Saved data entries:
-=-=-

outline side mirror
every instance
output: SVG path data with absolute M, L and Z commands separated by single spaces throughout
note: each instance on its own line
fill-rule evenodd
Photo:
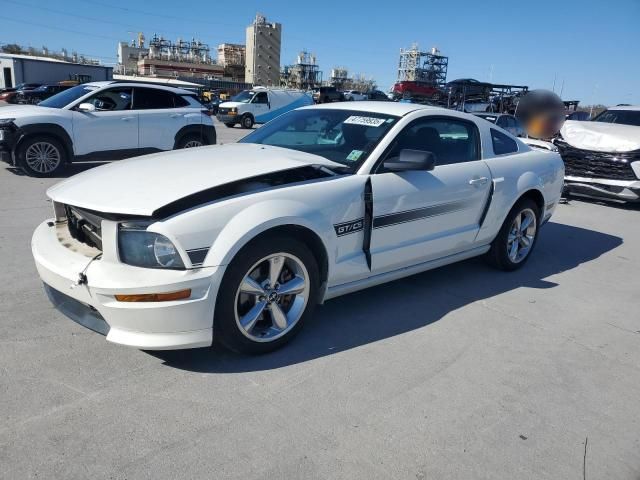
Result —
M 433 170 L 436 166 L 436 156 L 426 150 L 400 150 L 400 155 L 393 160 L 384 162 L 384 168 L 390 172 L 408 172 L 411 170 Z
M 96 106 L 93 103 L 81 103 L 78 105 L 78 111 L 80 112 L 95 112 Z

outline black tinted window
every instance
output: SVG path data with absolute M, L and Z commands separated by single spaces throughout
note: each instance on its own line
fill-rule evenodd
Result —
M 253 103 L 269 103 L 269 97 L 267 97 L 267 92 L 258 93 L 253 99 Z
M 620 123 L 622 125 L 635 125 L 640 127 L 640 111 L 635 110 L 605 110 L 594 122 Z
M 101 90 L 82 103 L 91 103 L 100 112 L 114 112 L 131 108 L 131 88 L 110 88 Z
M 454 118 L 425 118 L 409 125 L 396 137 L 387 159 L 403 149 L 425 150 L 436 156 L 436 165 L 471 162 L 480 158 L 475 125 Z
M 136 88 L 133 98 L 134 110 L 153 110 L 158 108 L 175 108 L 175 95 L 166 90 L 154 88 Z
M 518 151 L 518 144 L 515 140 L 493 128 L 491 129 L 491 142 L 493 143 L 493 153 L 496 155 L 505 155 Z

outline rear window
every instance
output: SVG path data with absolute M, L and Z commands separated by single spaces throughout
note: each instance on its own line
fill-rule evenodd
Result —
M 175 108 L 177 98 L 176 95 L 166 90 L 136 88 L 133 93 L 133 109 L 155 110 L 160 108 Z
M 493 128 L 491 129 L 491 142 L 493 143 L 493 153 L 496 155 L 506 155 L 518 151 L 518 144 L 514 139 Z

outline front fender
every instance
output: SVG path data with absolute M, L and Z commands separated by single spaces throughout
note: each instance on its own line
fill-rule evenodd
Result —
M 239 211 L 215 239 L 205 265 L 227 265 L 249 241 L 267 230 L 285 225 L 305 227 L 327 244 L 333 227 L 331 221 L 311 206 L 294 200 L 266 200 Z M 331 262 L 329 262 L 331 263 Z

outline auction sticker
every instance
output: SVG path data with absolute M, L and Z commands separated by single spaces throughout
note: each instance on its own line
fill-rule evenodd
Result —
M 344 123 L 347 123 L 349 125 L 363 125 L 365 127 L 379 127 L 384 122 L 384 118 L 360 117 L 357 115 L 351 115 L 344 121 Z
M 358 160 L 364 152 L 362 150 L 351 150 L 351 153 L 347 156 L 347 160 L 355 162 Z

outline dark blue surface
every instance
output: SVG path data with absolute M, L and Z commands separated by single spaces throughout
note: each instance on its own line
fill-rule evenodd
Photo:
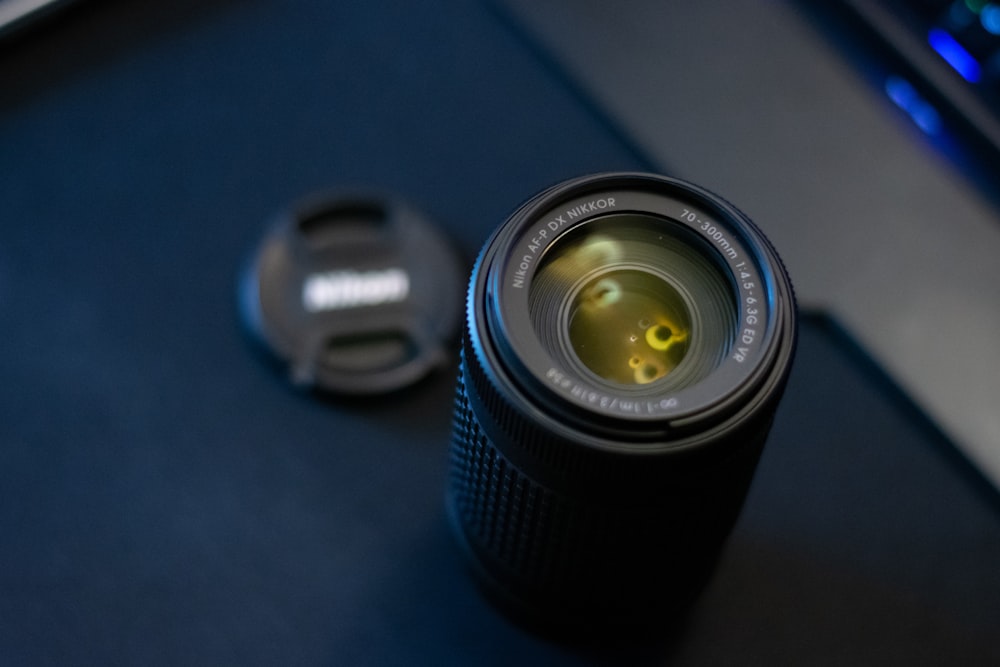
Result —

-=-=-

Try it » A word-for-word copy of the records is required. Leave out every picture.

Output »
outline side mirror
every instance
output: SVG path data with absolute M, L and Z commands separated by single spaces throughout
note: each instance on its own line
fill-rule evenodd
Photo:
Result —
M 433 170 L 436 166 L 436 156 L 426 150 L 400 150 L 400 155 L 393 160 L 384 162 L 384 168 L 390 172 L 408 172 L 411 170 Z
M 96 106 L 93 103 L 81 103 L 78 105 L 78 111 L 80 112 L 95 112 Z

outline black tinted window
every instance
output: SVG path data with absolute M, L and Z commands separated by single spaces throughout
note: each instance on its own line
fill-rule evenodd
Result —
M 253 103 L 269 103 L 269 97 L 267 97 L 267 92 L 258 93 L 253 99 Z
M 620 123 L 622 125 L 635 125 L 640 127 L 640 111 L 635 110 L 605 110 L 594 122 Z
M 101 90 L 82 103 L 91 103 L 100 112 L 114 112 L 131 108 L 131 88 L 110 88 Z
M 454 118 L 425 118 L 409 125 L 396 137 L 387 159 L 403 149 L 425 150 L 436 156 L 436 165 L 471 162 L 480 158 L 475 125 Z
M 136 88 L 133 98 L 134 110 L 153 110 L 158 108 L 175 108 L 175 95 L 166 90 L 154 88 Z
M 518 151 L 518 144 L 515 140 L 493 128 L 491 129 L 491 142 L 493 143 L 493 153 L 496 155 L 505 155 Z

outline rear window
every instance
output: SVG path data with absolute M, L and Z commands separated by single spaces throughout
note: each instance on its own line
fill-rule evenodd
Result —
M 175 108 L 177 98 L 176 95 L 166 90 L 136 88 L 133 93 L 133 109 L 155 110 L 160 108 Z
M 493 128 L 491 129 L 491 142 L 493 143 L 493 153 L 496 155 L 506 155 L 518 151 L 518 144 L 514 139 Z

outline front fender
every instance
output: SVG path data with absolute M, L and Z commands separated by single spaces throughout
note: each instance on its own line
fill-rule evenodd
Result —
M 239 211 L 215 239 L 205 265 L 227 265 L 249 241 L 267 230 L 285 225 L 305 227 L 327 244 L 333 227 L 331 221 L 311 206 L 294 200 L 266 200 Z M 331 262 L 329 262 L 331 263 Z

outline auction sticker
every instance
output: SVG path data with absolute M, L and Z commands separated by single spaces throughout
note: each instance on its own line
fill-rule evenodd
Result —
M 344 123 L 347 123 L 349 125 L 363 125 L 365 127 L 379 127 L 384 122 L 384 118 L 360 117 L 357 115 L 351 115 L 344 121 Z
M 358 160 L 364 152 L 362 150 L 351 150 L 351 153 L 347 156 L 347 160 L 355 162 Z

outline dark blue surface
every instance
output: SVG path data with absolute M, L and Z commands separated by single spaces throughout
note: each instance on its own line
fill-rule evenodd
Photo:
Result —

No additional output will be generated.